- Given text
* * * * *

LET ME LET YOU RESERVE YOUR
TIME.
>> THANK YOU.
>> MR. CHIEF JUSTICE,
MEMBERS OF THE COURT.
GOOD MORNING.
MAY IT PLEASE THE COURT.
MY NAME IS SCOT SAMIS.
I REPRESENT THE RESPONDENT
LA VERNE CREEL.
I JUST WANT TO START BY
TALKING ABOUT THE
FUNDAMENTAL QUESTION.
THE QUESTION IS IS IT
NECESSARY TO FILE A PROPOSAL
FOR SETTLEMENT PRIOR TO
FINAL JUDGMENT.
>> LET'S -- I THINK WHEN YOU
SEE A COURT IS STRUGGLING
WITH IS REALLY REALLY, VERY,
VERY HARSH KIND OF REMEDY,
EVEN IF, YOU KNOW, THE,
EVERYTHING'S OVER.
ALL YOU GOT TO DO IS NOW WE
ARE GOING TO CALCULATE AND
SEE WHAT JUDGMENT IS ENTERED,
AND I THINK THE TENOR OF THE
QUESTIONS ARE COMING OUT,
WHY, WHY IS THAT THE, THE
REMEDY?
WHY IS THAT THE SANCTION?
WHY WOULD IT NOT JUST BE TO
STRIKE IT FROM THE FILE OR
RATHER THAN SAY, YOU KNOW,
GO TO GREAT LENGTHS TO
FOLLOW THIS RULE ALL THE WAY
THROUGH, MAN.
WE DOT OUR Is AND WE CROSS
OUR Ts AND YET WE GET TO THE
END AND ALL OF A SUDDEN, SO
WHERE IN THE RULE DOES IT
SAY THAT THIS OUGHT TO BE
THE SANCTION OR WHY OUGHT
THAT BE, OUGHT THAT BE THE
SANCTION?

* * * * *

- Requirements
Carry on the oral argument transcript about filing a proposal for settlement, picking up right after its final line. The entries that follow have no connection to the oral argument transcript.

- Dataset excerpts
* * * * *

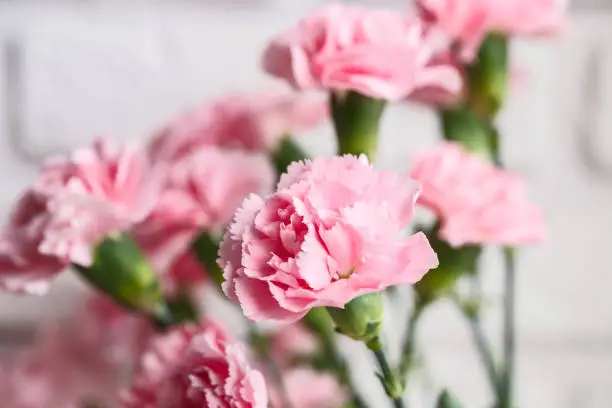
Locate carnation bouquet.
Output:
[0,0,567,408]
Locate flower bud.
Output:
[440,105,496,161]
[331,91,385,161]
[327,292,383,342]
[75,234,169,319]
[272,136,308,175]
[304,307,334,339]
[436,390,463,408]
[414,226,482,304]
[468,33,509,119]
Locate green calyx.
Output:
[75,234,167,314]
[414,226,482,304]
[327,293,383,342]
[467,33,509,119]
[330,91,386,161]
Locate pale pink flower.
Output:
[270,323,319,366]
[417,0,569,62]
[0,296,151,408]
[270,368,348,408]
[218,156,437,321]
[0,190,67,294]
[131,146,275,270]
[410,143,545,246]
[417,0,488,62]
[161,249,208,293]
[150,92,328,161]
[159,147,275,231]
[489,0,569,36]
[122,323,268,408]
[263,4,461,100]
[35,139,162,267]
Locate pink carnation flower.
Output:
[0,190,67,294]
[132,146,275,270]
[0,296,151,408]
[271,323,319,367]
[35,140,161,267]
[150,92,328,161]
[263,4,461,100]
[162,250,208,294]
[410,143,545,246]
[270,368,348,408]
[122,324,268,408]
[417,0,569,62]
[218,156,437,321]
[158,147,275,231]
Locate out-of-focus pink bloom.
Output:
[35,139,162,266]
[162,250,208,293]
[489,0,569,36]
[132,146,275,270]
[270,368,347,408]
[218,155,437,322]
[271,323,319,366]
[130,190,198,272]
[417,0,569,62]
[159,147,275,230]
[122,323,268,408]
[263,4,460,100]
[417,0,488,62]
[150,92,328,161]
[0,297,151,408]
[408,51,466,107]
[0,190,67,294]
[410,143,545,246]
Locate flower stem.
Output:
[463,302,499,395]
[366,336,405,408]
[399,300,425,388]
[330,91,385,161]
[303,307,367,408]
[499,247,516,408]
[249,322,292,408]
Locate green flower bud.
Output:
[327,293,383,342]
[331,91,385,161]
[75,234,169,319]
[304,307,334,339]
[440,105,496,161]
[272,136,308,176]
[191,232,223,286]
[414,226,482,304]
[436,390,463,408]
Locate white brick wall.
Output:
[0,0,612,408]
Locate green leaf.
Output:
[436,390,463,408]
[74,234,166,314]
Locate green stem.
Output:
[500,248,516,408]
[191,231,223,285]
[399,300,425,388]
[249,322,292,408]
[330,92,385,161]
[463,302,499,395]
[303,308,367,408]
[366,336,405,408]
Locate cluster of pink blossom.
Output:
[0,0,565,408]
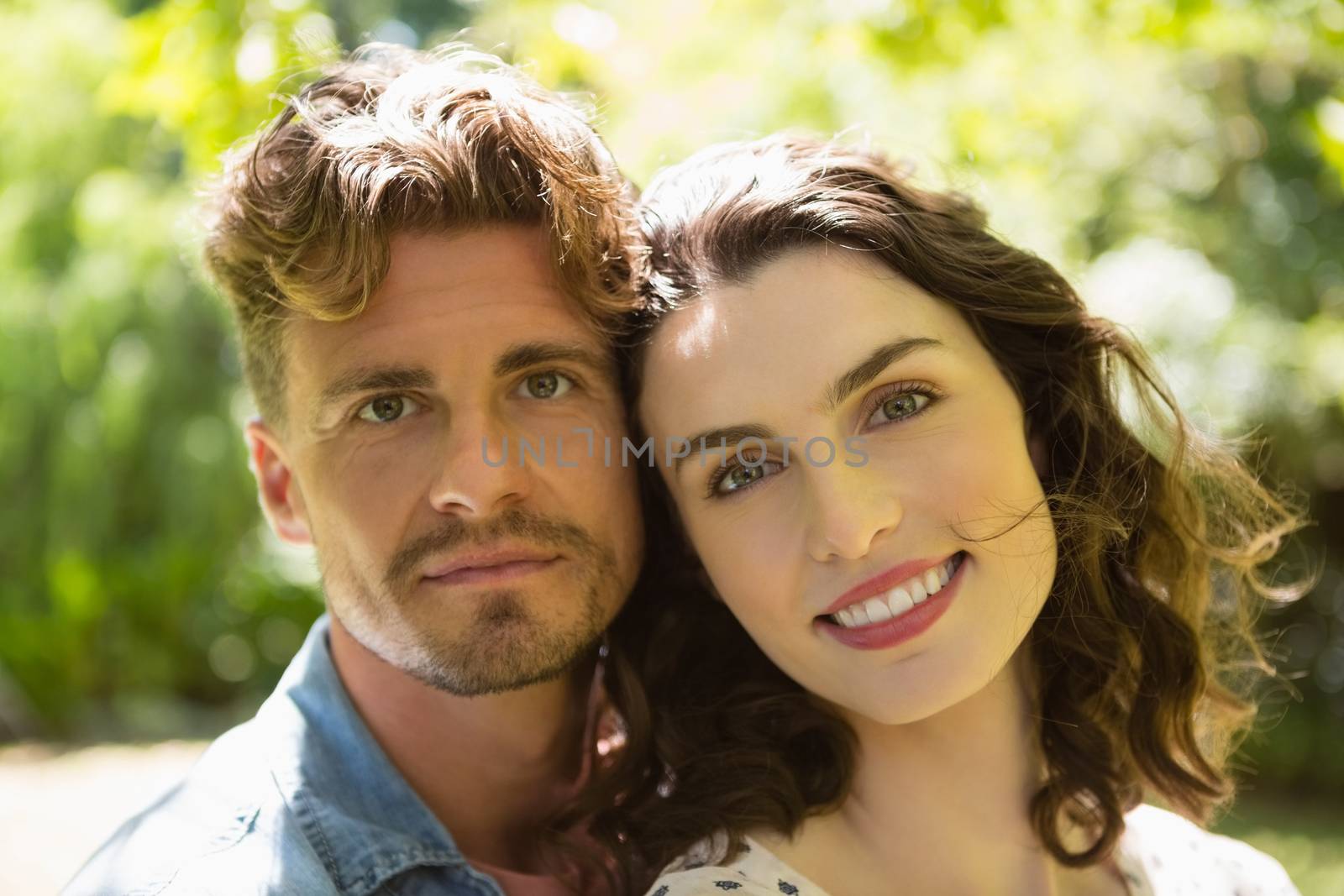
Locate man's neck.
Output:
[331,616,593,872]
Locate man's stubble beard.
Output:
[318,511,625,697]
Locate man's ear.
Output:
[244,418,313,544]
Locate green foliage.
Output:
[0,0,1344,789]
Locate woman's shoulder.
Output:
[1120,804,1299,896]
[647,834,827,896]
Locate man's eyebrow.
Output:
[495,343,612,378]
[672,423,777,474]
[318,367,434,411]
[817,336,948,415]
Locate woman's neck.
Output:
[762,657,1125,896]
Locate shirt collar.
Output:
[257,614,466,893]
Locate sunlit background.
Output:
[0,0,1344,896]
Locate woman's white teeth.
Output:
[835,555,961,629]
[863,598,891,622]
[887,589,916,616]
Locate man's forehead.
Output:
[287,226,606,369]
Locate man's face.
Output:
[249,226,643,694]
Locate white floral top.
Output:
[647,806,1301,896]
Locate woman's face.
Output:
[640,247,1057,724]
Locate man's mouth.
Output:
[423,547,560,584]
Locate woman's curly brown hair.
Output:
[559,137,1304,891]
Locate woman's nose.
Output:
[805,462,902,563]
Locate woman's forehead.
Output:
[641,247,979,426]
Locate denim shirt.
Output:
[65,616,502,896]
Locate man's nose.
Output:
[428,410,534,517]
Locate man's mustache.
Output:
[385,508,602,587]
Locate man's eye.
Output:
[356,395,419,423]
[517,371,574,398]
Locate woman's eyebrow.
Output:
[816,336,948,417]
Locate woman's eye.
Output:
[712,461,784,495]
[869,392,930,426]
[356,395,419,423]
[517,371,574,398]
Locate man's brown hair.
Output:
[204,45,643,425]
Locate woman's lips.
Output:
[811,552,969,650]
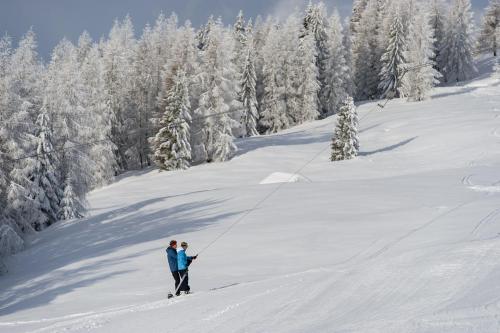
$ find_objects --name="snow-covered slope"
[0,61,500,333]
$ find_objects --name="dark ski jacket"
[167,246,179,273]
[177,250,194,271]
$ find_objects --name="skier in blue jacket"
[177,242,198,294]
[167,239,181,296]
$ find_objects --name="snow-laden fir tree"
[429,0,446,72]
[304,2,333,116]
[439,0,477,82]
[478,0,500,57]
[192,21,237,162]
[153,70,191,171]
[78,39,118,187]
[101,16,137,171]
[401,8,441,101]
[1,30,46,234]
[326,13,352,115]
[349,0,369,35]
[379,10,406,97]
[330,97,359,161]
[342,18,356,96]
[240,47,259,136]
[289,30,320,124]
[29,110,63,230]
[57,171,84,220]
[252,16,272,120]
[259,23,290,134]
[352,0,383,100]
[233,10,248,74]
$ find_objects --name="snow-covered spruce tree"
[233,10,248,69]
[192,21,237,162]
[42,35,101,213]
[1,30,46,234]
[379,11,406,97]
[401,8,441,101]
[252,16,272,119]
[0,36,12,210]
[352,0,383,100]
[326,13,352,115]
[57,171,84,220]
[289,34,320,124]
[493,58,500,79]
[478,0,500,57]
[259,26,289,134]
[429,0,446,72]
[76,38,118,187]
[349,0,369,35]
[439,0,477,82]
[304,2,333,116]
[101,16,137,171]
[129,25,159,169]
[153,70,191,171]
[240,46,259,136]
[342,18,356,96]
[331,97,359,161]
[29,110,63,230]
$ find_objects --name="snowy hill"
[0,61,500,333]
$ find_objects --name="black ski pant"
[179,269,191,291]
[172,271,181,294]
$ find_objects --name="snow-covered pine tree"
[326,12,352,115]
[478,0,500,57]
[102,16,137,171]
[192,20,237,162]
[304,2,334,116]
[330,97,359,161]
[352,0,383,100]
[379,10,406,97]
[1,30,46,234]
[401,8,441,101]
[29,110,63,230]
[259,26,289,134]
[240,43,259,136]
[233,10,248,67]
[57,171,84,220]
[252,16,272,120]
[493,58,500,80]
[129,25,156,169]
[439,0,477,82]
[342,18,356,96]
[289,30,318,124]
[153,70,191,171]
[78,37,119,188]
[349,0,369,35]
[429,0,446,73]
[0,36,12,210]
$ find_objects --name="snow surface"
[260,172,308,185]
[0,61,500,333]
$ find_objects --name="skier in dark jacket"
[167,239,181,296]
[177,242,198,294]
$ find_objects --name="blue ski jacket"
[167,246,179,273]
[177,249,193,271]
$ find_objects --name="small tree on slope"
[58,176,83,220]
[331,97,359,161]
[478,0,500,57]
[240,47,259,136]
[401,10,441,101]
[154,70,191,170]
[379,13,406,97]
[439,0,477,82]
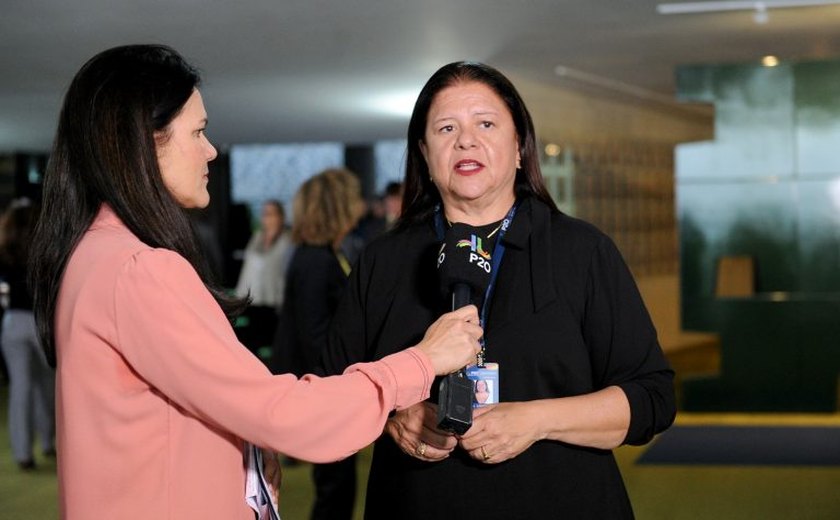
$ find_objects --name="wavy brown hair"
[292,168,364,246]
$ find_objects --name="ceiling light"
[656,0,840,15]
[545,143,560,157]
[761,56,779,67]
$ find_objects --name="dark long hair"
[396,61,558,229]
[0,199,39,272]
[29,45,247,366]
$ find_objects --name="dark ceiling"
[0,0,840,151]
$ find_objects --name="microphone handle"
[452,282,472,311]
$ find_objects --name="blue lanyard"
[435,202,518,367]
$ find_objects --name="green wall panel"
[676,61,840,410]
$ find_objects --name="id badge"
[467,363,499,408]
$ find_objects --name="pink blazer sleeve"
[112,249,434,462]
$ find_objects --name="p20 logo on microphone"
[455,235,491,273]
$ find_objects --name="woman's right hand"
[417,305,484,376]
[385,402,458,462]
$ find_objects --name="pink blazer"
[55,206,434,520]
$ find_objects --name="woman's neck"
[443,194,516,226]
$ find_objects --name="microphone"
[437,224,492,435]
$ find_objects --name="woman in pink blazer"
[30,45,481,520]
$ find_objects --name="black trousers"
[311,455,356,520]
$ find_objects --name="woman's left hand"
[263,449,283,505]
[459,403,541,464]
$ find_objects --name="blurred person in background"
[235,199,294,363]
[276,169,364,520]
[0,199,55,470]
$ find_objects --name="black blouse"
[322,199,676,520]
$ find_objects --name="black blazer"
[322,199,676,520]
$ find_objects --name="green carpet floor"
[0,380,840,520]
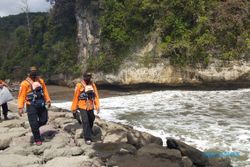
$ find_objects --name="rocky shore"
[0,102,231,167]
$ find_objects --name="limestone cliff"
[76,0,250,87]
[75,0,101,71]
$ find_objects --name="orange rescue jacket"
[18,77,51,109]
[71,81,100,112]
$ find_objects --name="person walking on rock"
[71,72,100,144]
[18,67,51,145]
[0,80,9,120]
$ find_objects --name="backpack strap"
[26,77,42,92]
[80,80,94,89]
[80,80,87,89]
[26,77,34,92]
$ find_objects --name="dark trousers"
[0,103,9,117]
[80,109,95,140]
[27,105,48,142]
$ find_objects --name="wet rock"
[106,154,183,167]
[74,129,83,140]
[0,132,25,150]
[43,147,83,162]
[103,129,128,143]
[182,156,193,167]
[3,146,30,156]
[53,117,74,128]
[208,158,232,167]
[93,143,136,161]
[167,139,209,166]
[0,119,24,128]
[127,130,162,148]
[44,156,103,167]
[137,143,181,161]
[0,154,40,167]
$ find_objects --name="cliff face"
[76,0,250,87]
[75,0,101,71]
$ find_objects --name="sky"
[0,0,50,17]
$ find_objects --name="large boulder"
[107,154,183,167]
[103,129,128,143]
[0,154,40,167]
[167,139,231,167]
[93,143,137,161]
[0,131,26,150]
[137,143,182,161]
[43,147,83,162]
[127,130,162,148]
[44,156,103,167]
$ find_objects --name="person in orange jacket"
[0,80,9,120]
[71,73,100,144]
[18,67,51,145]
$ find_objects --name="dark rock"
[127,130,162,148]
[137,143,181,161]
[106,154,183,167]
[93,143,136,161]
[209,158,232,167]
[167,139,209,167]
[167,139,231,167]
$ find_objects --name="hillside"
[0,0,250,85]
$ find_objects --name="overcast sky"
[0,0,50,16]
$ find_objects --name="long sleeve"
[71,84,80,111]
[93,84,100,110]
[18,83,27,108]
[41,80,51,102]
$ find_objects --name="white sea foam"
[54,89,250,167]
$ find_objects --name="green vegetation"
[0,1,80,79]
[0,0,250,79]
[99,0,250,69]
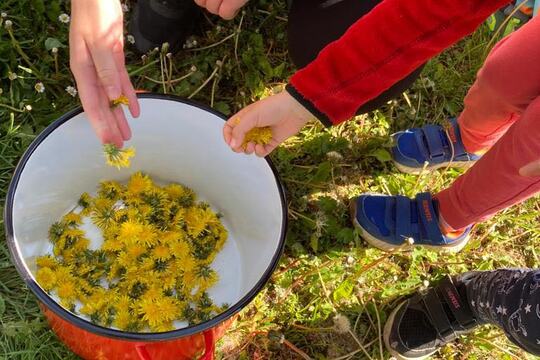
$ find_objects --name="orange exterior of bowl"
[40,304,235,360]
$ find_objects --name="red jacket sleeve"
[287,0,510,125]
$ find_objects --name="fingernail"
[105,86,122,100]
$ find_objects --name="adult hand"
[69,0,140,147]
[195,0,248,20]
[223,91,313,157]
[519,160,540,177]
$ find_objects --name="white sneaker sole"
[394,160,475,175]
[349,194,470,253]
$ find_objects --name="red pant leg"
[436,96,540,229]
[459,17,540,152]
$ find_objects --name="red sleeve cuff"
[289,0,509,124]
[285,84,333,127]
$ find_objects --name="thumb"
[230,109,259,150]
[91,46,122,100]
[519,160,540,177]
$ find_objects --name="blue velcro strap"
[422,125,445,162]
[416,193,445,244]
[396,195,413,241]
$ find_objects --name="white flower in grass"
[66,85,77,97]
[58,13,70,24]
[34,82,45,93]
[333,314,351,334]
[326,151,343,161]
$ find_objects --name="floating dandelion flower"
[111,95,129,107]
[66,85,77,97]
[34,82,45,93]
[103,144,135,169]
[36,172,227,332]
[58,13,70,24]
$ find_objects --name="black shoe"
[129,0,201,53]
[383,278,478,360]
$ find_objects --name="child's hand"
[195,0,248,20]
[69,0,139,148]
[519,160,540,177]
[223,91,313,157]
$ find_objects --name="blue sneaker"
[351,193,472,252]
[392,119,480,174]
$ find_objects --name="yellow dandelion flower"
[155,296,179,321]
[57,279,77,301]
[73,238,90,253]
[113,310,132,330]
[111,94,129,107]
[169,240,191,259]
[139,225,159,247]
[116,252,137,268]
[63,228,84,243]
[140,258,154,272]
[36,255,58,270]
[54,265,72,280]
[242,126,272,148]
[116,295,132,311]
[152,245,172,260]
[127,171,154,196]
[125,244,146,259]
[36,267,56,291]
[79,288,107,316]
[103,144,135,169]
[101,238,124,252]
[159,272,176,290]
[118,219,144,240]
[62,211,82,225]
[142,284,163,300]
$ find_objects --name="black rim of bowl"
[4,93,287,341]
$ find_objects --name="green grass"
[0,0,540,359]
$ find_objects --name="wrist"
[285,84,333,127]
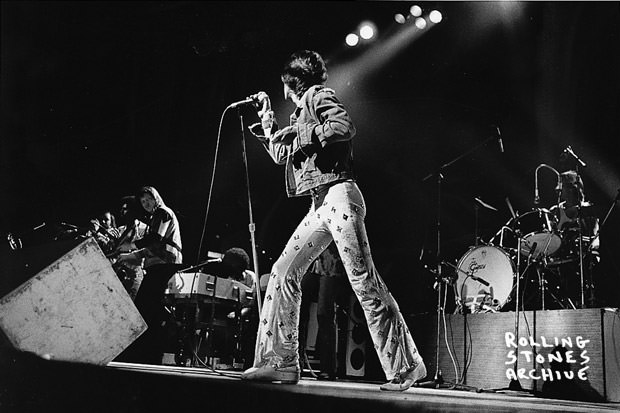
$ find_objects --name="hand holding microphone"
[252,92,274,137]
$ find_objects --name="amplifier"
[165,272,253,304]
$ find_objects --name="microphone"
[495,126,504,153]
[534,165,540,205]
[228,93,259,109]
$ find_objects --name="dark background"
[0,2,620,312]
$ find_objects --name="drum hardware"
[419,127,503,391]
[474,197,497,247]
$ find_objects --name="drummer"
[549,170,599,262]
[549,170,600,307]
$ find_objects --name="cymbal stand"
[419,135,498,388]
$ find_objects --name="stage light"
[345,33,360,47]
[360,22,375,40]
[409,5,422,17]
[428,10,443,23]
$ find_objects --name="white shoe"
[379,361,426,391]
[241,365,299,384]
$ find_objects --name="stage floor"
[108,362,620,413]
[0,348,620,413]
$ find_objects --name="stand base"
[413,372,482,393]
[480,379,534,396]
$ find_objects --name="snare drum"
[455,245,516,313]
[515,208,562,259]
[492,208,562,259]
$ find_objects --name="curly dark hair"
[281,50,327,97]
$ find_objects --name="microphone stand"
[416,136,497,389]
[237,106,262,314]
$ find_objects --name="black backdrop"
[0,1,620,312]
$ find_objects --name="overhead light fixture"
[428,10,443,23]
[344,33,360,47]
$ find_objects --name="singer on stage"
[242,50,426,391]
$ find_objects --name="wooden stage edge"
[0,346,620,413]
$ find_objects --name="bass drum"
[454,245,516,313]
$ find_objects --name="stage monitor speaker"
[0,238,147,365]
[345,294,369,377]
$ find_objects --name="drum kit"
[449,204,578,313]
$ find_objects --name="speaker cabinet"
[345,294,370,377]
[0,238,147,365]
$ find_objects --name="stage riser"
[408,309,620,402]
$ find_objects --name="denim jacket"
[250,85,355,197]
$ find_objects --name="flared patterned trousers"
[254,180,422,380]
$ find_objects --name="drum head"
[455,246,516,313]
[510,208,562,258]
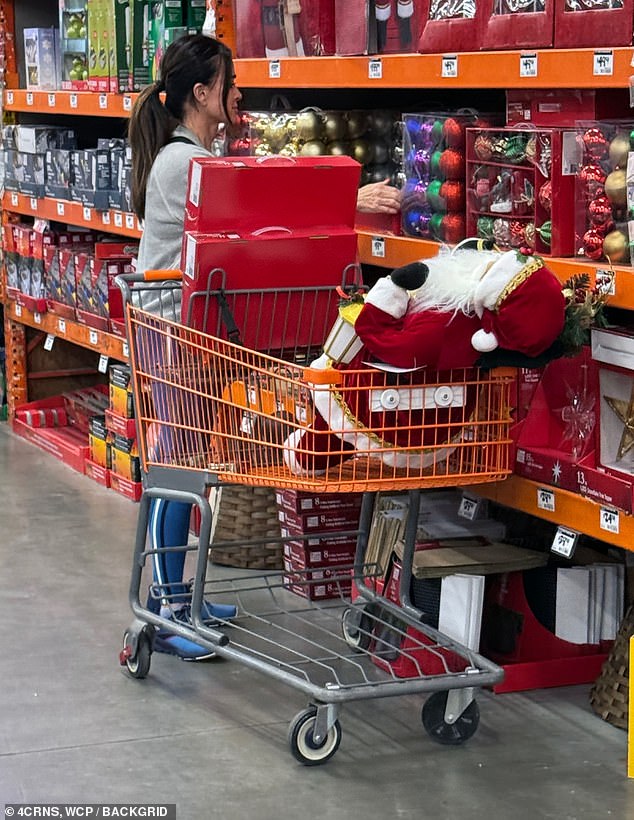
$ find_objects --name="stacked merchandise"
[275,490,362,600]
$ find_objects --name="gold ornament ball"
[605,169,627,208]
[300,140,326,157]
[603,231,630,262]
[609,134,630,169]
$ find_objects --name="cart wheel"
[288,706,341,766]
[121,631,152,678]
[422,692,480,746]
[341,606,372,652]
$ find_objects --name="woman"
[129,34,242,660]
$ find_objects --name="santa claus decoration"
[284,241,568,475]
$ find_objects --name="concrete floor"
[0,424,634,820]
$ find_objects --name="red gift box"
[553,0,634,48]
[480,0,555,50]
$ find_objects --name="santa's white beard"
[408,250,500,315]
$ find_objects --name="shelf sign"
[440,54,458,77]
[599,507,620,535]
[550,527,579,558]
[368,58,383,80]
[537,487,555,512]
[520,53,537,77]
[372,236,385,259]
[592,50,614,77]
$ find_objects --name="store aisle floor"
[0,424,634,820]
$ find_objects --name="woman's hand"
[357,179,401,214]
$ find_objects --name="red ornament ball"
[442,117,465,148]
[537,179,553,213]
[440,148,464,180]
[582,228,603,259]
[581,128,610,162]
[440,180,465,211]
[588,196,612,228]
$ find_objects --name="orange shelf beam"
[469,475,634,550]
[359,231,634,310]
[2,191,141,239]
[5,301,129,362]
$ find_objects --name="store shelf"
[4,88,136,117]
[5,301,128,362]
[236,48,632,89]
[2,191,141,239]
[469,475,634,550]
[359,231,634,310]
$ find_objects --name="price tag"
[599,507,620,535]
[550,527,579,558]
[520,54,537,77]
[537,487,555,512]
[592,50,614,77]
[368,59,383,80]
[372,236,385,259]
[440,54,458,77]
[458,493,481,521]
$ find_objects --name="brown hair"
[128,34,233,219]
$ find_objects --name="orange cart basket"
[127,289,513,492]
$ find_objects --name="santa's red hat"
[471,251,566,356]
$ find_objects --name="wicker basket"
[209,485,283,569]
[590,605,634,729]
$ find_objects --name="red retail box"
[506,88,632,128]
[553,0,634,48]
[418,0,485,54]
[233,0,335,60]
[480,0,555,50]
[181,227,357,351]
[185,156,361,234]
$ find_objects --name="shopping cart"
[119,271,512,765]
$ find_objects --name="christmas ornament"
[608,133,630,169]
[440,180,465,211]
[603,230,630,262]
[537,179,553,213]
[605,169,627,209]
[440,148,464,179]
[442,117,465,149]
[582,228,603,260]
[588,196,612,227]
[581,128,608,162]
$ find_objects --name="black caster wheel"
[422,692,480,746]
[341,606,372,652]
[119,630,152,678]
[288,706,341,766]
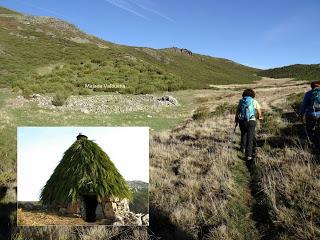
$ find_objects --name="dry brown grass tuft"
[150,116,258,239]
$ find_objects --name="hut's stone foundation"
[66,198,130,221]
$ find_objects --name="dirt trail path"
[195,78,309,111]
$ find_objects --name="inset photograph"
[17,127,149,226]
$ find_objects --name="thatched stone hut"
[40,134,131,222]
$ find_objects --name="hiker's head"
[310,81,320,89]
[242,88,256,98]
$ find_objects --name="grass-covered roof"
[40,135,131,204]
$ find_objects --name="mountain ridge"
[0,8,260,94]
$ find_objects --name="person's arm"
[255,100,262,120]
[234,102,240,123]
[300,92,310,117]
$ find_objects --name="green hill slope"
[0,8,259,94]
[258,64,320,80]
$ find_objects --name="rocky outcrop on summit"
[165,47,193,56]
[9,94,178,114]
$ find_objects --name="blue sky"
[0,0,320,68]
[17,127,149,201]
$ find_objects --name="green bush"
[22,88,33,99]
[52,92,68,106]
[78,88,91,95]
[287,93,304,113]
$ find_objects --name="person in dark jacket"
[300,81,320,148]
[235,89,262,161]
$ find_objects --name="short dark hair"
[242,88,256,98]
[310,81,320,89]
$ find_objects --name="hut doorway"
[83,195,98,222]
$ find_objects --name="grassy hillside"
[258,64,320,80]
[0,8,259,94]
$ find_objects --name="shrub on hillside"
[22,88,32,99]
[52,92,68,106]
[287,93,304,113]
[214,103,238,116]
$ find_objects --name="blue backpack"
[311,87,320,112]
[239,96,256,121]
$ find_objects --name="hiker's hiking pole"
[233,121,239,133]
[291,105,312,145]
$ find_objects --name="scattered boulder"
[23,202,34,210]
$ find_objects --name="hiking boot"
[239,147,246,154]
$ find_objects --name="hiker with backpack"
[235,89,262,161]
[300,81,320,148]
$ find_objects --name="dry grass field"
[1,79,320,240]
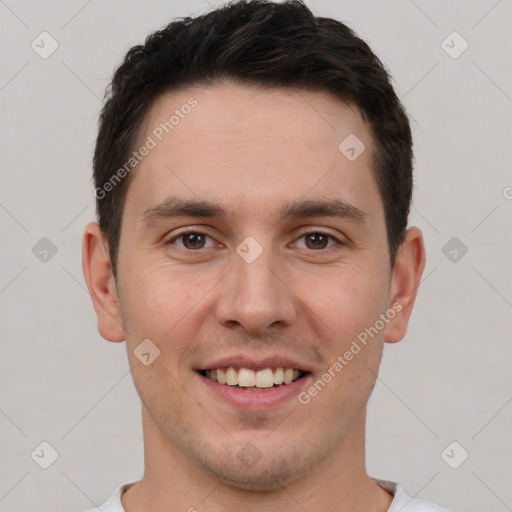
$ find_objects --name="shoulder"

* * * * *

- Exercise response
>> WELL, I THINK THAT
EVERYBODY IN, IN THE
COURTROOM WHO'S DEALT WITH
THIS ISSUE KNOWS THAT THERE
HAS BEEN A LOT OF DISPARATE
RULINGS THAT HAVE COME OUT
OF THE DCAs OVER THE YEARS,
AND THE ONE MESSAGE THAT HAS
COME FROM THIS COURT LOUD
AND CAREER AND CONSISTENTLY
FOR OVER A DECADE STARTING
THROUGH HILLIER, THROUGH
LAN, AND CAMPBELL DECISION
IS IF YOU DON'T DOT ALL THE
Is AND CROSS ALL THE Ts.
>> BUT ISN'T JUSTICE WELLS
CORRECT ON THAT.
HE IS SAYING THOSE ARE ALL
THINGS LIKE WHO YOU GIVE IT
TO, THE TIME YOU HAVE TO
GIVE IT, AND ISN'T THIS
REALLY A DIFFERENT CATEGORY
AFTER EVERYTHING'S OVER?
I MEAN, THAT'S THE, THE GIST
I'M GATHERING FROM HIS
QUESTION.
>> NOT AT ALL, AND I THINK
THE CAMPBELL CASE IS
PROBABLY THE BEST
ILLUSTRATION, AND CAMPBELL
YOU HAVE A REQUIREMENT.
IN THE STATUTE THAT SAYS YOU
WILL IDENTIFY THE LAW.
AND IF YOU DON'T IDENTIFY
THE LAW, YOU DON'T GET FEES.
NOW LET'S COMPARE THAT TO
THIS SITUATION.
THERE IS A DIRECT STATEMENT
IN HERE WHICH SAYS YOU SHALL
NOT FILE THIS UNTIL IT IS
NECESSARY.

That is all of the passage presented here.